-- YOUR INSTRUCTIONS --
Starting at the first line of the records and stopping after the line that contains "[40,109,77,180]", output those lines as a Markdown table with the columns Row and Line. Number each row and leave out any blank lines.

-- MATERIAL --
━━━━━━━━━━━━━━━━━━━━━━━━━━━━━━

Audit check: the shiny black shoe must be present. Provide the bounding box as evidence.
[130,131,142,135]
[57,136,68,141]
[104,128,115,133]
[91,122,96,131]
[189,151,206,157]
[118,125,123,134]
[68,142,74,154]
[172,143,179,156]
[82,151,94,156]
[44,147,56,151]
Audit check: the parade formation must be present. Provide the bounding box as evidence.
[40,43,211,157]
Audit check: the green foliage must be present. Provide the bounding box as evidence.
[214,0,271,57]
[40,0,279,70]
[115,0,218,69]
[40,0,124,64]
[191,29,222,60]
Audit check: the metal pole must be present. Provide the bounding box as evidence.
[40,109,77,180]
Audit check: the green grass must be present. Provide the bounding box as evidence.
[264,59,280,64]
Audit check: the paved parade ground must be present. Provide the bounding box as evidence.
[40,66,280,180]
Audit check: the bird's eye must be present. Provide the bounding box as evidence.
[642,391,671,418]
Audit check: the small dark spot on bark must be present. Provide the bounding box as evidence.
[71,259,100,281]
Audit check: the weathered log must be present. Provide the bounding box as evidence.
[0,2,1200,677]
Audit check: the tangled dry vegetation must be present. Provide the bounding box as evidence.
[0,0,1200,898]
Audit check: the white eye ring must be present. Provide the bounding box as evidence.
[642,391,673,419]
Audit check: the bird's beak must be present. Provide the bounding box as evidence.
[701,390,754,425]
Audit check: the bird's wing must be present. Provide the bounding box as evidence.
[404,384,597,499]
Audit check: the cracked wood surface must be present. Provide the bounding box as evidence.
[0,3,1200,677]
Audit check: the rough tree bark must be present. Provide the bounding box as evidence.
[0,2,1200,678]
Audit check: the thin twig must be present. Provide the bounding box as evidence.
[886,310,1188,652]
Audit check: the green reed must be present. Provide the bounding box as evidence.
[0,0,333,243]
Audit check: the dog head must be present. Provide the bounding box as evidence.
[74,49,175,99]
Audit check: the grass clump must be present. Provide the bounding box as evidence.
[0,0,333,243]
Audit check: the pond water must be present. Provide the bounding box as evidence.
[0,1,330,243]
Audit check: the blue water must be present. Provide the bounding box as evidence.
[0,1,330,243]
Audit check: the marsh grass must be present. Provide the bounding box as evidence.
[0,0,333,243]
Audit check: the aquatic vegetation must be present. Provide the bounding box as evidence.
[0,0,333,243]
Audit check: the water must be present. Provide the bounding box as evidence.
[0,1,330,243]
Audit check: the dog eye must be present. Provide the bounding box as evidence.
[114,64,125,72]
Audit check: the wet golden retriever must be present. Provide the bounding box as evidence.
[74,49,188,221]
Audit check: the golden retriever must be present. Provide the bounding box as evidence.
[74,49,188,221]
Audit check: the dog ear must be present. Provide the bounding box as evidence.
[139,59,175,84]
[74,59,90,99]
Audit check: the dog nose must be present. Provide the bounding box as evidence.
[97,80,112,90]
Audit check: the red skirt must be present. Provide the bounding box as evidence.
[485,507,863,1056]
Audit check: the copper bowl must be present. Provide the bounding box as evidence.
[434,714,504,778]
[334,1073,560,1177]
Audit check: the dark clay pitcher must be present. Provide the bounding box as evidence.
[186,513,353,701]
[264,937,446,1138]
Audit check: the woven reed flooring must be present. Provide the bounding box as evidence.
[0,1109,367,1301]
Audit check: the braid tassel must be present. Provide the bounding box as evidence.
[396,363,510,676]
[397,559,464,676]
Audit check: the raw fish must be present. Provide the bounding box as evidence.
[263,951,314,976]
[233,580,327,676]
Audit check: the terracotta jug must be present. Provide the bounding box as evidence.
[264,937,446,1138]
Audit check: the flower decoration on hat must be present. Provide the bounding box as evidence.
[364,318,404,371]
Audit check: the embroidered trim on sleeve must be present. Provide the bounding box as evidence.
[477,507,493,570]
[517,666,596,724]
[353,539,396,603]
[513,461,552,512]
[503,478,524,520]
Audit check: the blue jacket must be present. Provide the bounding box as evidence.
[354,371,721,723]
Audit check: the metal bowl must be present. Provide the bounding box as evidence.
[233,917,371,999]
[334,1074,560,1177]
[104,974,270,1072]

━━━━━━━━━━━━━━━━━━━━━━━━━━━━━━

-- ANSWER TO THIS PROBLEM --
| Row | Line |
|---|---|
| 1 | Audit check: the shiny black shoe must be present. Provide the bounding box as evidence. |
| 2 | [130,131,142,135] |
| 3 | [57,136,68,141] |
| 4 | [104,128,115,133] |
| 5 | [91,122,96,131] |
| 6 | [189,151,206,157] |
| 7 | [118,125,123,134] |
| 8 | [68,142,74,154] |
| 9 | [172,143,179,156] |
| 10 | [82,151,94,156] |
| 11 | [44,147,56,151] |
| 12 | Audit check: the parade formation must be present. Provide the bounding box as evidence. |
| 13 | [40,43,211,157] |
| 14 | Audit check: the green foliage must be present. Provide the bounding box as evidence. |
| 15 | [214,0,271,57] |
| 16 | [40,0,279,70] |
| 17 | [115,0,218,69] |
| 18 | [40,0,124,64] |
| 19 | [191,29,222,60] |
| 20 | Audit check: the metal pole must be present. Provide the bounding box as evidence. |
| 21 | [40,109,77,180] |